### PROVIDED PASSAGE
Scottish Rugby has an £18 million hole in its finances due to the coronavirus but the backing of the bank to trade their way out of it again when rugby restarts, says chief executive Mark Dodson.
The organisation’s ambition is still “not to lose a body” – that is, no redundancies – through the pandemic but that meant cuts across every single department, and any disruption to next year’s Six Nations would drastically worsen the situation, admitted Dodson.
But the success in raising revenues prior to the pandemic have bought the governing body some time and the ability to borrow money to keep essential operations going, he said.
“We haven’t had any meaningful revenue since February and that is a tragedy because we trading incredibly well up to then,” he said. “We have been talking to the banks for the last three or four weeks and the reason for only talking about this now is that we wanted to wait until we had secured our bank facility, which we have done now.
“With our track record in increasing our revenues and also reducing our debt in our recent history, the bank recognise that we are well run and sound on a financial perspective, so that has given them confidence to provide this facility to take us through our pandemic.
“But it will mean that we are indebted again and we will have to trade ourselves out of it, by doing the same thing we did previously – aggressively pay down debt and increase revenues at the same time.
“We have a track-record of delivering that and I am very confident that we will trade through this pandemic to come out the other side with a sustainable, competitive and sound business.”
The organisation has budgeted for no crowds at any of the forthcoming November international window which may see as many as five international games played at BT Murrayfield in October and November, but are hopeful that being allowed a pilot at one of the restart 1872 Cup derbies at the end of this month may illustrate to the Scottish Government that they can safely host spectators for games at the stadium.
“We’re talking to the Scottish Government about a whole raft of things on a daily basis,” continued Dodson, and there had been a renewed reminder this week to players from club coaches and administrators about their responsibilities in the light of the situation at Aberdeen FC.
In the meantime, any spectator income from the elongated autumn tests would be a bonus, and broadcast interest for those game would also ease the burden, he added.
No redundancies was important because Murrayfield needed a “robust infrastructure” to bounce back, he said, but longer periods of wage cuts would be needed.
“‘We’re currently talking to our people about that,” he continued. “We have asked all our employees to take pay cuts, and we are humbled and respectful of how they have dealt with that up until now with their willingness to work with us through this crisis.
“That has been a meaningful contribution (to savings) but it is also about activity and things we are no longer doing, it is about budgets being trimmed across our commercial and other operations. We are making sure that this is a blended solution across the whole piece, without losing staff as we go because we are going to need them as we come back.”
Scottish Rugby was “a recruitment-free zone”, and 7s squad players will be incorporated into pro team squads – partly to help with player load as more games will be needed – but Murrayfield remains committed to a Scottish 7s team, he added.
######
### EXTRACTED RECORDS
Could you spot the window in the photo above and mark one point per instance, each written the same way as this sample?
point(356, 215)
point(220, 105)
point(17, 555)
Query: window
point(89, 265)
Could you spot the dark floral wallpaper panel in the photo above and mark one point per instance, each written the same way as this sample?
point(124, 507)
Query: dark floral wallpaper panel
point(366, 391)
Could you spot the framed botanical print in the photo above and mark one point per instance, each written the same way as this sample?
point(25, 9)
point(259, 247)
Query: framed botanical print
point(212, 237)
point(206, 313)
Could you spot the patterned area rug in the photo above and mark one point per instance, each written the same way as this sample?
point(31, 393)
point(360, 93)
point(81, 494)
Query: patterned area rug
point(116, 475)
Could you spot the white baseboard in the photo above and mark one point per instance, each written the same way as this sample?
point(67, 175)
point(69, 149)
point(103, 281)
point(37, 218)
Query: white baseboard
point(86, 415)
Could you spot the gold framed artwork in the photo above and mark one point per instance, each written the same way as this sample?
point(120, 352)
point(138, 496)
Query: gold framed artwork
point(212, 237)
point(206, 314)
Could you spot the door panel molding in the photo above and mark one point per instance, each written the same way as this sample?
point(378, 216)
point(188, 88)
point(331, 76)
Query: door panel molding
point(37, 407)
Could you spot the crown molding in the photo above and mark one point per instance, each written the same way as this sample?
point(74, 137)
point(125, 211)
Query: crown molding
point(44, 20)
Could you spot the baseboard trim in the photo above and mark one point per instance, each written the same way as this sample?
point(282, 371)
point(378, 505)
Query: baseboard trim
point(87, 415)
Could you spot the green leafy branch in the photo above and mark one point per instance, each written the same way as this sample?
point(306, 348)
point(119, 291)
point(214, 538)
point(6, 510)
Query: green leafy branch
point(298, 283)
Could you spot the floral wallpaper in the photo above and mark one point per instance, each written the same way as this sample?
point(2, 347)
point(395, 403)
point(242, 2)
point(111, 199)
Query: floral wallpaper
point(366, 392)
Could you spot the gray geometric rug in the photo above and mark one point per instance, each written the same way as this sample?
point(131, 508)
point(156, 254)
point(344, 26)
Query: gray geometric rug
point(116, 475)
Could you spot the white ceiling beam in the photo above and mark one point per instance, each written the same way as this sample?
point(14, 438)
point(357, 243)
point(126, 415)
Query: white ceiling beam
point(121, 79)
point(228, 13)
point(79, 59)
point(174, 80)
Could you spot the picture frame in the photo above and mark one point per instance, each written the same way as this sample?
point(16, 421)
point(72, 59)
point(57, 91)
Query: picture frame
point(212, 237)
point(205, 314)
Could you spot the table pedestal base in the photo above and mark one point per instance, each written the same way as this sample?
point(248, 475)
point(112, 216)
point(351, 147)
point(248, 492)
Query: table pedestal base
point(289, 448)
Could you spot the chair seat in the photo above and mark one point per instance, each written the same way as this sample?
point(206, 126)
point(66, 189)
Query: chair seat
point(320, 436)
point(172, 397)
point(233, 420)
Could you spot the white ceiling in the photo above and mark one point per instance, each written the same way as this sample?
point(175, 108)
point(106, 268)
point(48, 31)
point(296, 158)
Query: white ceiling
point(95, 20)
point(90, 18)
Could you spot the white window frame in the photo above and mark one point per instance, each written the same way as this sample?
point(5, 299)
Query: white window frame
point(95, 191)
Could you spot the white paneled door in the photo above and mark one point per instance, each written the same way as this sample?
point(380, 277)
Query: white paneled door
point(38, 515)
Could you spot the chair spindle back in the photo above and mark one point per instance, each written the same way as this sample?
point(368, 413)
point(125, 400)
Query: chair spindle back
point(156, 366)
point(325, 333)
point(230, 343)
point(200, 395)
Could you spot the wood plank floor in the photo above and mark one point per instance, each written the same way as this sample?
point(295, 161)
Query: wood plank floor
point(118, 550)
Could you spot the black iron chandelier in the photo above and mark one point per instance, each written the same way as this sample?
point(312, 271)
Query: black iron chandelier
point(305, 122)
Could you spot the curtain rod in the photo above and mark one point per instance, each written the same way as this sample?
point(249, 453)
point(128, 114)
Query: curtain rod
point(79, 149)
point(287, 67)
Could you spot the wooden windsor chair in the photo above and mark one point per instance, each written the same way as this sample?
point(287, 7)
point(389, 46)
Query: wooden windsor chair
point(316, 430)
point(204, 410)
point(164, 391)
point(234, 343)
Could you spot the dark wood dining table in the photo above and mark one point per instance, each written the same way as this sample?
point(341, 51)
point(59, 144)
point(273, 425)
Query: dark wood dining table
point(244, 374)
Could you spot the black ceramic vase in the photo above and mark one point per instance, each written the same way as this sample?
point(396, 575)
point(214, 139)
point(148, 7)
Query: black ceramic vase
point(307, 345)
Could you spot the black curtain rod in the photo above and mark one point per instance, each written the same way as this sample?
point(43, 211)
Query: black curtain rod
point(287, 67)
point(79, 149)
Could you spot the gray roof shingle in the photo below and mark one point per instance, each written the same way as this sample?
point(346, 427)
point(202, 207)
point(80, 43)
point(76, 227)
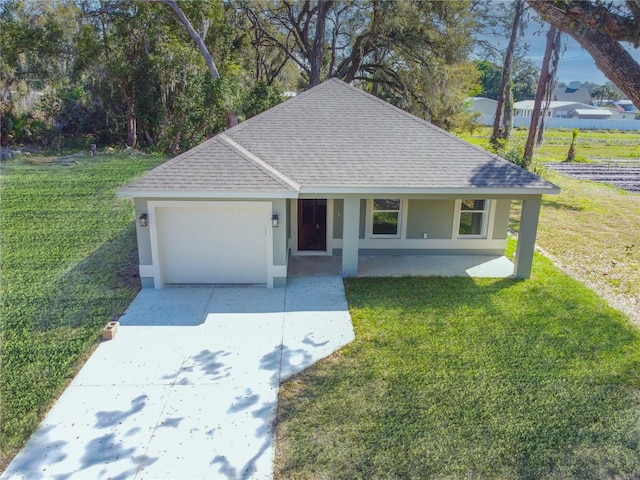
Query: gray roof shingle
point(335, 136)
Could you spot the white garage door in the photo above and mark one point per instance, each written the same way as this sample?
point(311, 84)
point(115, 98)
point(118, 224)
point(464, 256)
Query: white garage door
point(214, 243)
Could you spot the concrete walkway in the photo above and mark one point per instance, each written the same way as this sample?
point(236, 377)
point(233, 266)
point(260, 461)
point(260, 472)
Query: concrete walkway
point(477, 266)
point(188, 387)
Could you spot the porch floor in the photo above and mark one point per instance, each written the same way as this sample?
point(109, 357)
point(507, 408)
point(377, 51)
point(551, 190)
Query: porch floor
point(479, 266)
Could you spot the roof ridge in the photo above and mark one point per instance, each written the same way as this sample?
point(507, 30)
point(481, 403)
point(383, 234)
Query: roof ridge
point(284, 104)
point(178, 158)
point(432, 126)
point(258, 162)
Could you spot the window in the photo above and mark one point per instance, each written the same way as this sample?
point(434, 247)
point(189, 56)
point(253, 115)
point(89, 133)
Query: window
point(386, 217)
point(473, 218)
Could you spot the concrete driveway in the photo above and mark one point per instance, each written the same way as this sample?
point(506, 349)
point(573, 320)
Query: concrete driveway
point(188, 387)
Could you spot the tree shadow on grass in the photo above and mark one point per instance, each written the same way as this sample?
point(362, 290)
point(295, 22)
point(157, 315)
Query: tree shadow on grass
point(520, 378)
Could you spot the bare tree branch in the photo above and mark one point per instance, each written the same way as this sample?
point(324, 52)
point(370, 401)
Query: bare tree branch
point(194, 36)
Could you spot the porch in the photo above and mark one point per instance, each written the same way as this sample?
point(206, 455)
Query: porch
point(478, 266)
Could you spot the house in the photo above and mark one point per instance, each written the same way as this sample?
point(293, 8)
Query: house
point(625, 110)
point(573, 93)
point(332, 171)
point(486, 106)
point(558, 109)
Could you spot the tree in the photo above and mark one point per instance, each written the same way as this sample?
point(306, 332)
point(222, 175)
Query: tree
point(382, 45)
point(490, 76)
point(545, 86)
point(503, 122)
point(600, 28)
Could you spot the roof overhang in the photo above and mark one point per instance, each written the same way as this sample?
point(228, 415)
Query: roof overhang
point(125, 193)
point(314, 192)
point(369, 191)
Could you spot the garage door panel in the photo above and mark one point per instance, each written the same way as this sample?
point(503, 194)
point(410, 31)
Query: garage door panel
point(218, 244)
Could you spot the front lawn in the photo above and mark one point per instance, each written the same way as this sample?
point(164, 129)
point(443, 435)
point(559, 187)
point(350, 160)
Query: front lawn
point(68, 248)
point(469, 378)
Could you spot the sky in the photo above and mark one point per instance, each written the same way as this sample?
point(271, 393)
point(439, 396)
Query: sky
point(575, 62)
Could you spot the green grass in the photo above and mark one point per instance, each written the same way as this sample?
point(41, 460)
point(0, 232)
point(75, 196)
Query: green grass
point(591, 145)
point(469, 378)
point(69, 265)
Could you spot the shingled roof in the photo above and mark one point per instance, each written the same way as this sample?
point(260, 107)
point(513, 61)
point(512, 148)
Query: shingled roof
point(335, 138)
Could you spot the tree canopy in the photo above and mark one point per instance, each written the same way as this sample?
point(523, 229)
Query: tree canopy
point(600, 27)
point(134, 72)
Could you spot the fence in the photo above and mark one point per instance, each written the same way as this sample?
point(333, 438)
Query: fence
point(571, 123)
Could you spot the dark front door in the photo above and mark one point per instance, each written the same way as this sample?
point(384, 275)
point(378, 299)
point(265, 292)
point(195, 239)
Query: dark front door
point(312, 224)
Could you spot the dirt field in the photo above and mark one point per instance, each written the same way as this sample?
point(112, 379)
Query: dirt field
point(620, 174)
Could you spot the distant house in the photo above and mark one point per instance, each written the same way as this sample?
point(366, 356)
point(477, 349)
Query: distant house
point(564, 110)
point(573, 93)
point(625, 110)
point(483, 105)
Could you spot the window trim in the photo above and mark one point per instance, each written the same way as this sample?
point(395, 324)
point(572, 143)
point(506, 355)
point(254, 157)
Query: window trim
point(486, 217)
point(371, 212)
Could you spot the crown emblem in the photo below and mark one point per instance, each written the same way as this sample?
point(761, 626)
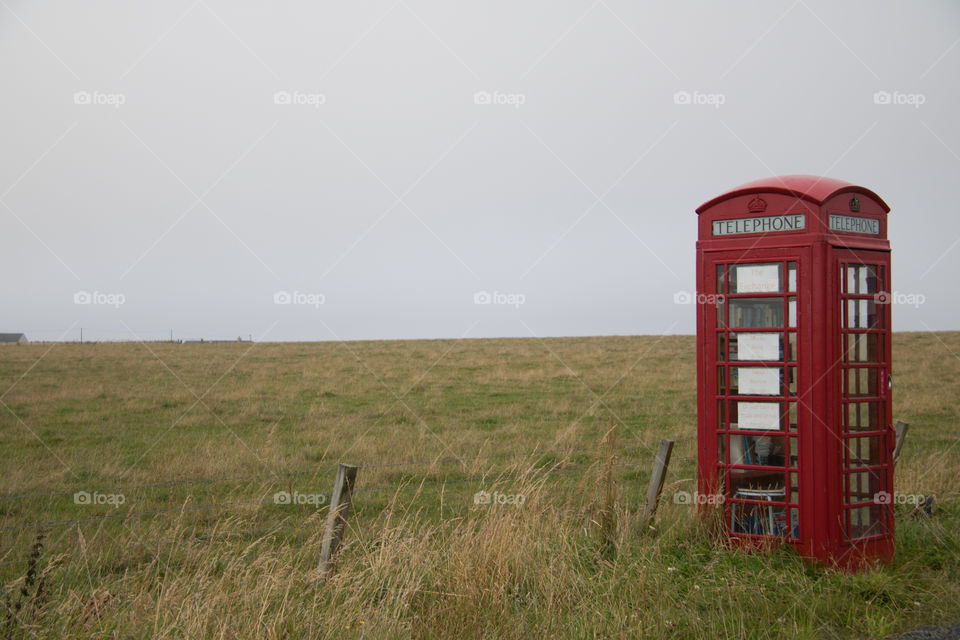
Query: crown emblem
point(757, 205)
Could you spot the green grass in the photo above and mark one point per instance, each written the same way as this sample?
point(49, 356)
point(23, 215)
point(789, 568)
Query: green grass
point(198, 438)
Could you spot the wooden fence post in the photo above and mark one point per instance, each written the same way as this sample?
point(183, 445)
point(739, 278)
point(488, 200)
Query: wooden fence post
point(340, 502)
point(901, 429)
point(660, 464)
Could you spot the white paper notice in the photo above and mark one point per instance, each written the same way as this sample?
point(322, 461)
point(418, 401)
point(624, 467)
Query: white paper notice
point(759, 415)
point(758, 346)
point(758, 381)
point(758, 278)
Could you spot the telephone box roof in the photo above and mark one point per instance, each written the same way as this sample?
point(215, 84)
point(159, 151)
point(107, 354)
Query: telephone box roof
point(816, 189)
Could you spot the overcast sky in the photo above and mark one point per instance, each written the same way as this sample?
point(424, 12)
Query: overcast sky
point(185, 165)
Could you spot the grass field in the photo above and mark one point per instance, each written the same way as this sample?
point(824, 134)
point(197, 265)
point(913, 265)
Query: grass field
point(186, 445)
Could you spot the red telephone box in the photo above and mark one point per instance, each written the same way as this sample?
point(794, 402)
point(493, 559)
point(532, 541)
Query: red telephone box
point(795, 433)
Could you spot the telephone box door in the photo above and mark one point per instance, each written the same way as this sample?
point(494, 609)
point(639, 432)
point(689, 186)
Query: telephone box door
point(864, 388)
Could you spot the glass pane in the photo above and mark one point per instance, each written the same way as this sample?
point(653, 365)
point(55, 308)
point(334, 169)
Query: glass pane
point(753, 313)
point(862, 279)
point(864, 452)
point(756, 278)
point(862, 382)
point(756, 381)
point(756, 347)
point(766, 451)
point(862, 314)
point(863, 416)
point(759, 519)
point(763, 416)
point(862, 347)
point(864, 486)
point(867, 521)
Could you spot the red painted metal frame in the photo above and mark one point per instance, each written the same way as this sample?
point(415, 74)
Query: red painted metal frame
point(819, 253)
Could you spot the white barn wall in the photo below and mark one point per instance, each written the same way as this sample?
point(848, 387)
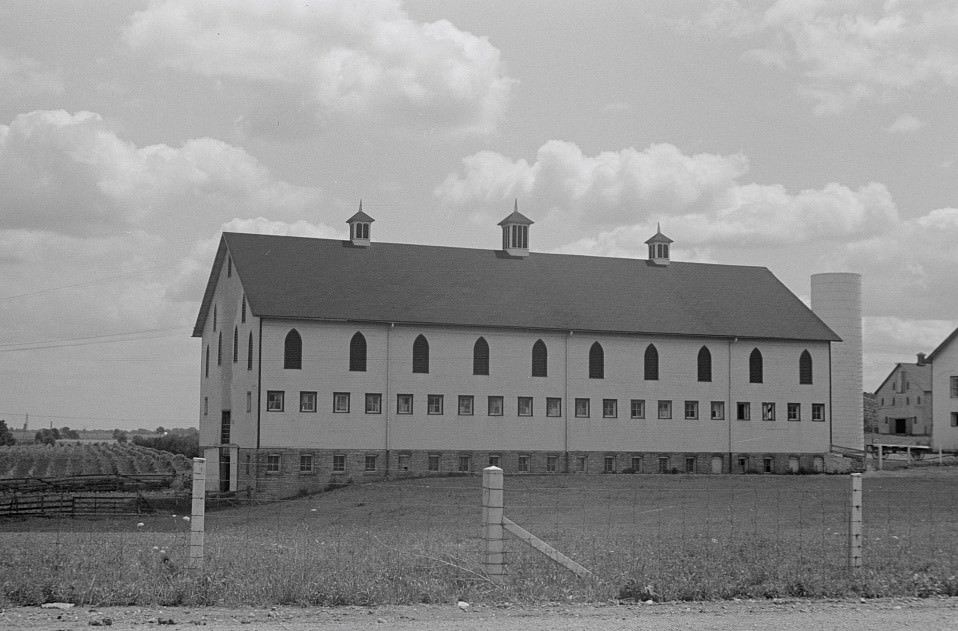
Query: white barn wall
point(943, 368)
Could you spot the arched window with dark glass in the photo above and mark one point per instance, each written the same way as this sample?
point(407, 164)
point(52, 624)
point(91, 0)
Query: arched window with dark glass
point(357, 353)
point(540, 359)
point(705, 364)
point(480, 357)
point(651, 363)
point(755, 366)
point(420, 355)
point(805, 367)
point(293, 351)
point(596, 361)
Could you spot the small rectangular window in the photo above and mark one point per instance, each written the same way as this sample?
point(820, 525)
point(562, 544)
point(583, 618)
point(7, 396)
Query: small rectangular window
point(608, 465)
point(637, 408)
point(525, 406)
point(665, 408)
point(524, 464)
point(582, 408)
point(275, 400)
point(768, 411)
point(553, 406)
point(272, 463)
point(610, 408)
point(794, 411)
point(818, 411)
point(307, 401)
point(340, 402)
point(718, 410)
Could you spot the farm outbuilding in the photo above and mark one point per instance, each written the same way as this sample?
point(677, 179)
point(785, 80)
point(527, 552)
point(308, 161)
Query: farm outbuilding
point(325, 361)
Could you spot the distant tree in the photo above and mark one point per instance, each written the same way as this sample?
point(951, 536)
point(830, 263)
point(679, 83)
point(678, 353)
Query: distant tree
point(47, 436)
point(6, 436)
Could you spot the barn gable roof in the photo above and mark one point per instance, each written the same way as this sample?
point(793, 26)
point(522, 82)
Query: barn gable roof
point(324, 279)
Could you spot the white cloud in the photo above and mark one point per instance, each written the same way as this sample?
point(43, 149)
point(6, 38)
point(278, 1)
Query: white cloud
point(699, 194)
point(72, 174)
point(849, 51)
point(24, 76)
point(363, 59)
point(904, 124)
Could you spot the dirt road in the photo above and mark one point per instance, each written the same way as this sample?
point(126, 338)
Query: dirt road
point(781, 615)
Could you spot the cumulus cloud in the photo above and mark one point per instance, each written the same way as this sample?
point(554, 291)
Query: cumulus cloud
point(362, 59)
point(24, 76)
point(848, 51)
point(904, 124)
point(700, 194)
point(72, 174)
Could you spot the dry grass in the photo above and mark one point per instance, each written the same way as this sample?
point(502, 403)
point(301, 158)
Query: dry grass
point(644, 536)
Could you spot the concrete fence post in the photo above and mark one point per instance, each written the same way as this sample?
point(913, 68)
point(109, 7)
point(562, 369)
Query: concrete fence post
point(493, 560)
point(855, 524)
point(198, 516)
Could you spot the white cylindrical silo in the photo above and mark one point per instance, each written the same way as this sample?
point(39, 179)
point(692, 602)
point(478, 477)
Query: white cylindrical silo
point(837, 300)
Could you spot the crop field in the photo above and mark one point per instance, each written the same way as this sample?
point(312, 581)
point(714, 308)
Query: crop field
point(644, 537)
point(64, 460)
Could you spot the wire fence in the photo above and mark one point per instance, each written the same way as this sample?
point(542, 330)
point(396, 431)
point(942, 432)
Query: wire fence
######
**BRIEF 1:**
Based on the Scottish Rugby article, say yes or no to each statement and quote the exact words from the article that decide it: (a) Scottish Rugby has budgeted for crowds at the November international games. (b) All Scottish Rugby employees have been asked to take pay cuts. (c) Murrayfield has dropped its Scottish 7s team.
**BRIEF 2:**
Pull out the text of the Scottish Rugby article between "Scottish Rugby was" and "team, he added.", inclusive.
**BRIEF 3:**
According to the Scottish Rugby article, how big is the hole in Scottish Rugby's finances caused by the coronavirus?

**ANSWER SPACE 1:**
(a) No: "The organisation has budgeted for no crowds at any of the forthcoming November international window"
(b) Yes: "We have asked all our employees to take pay cuts"
(c) No: "Murrayfield remains committed to a Scottish 7s team"

**ANSWER SPACE 2:**
Scottish Rugby was “a recruitment-free zone”, and 7s squad players will be incorporated into pro team squads – partly to help with player load as more games will be needed – but Murrayfield remains committed to a Scottish 7s team, he added.

**ANSWER SPACE 3:**
£18 million.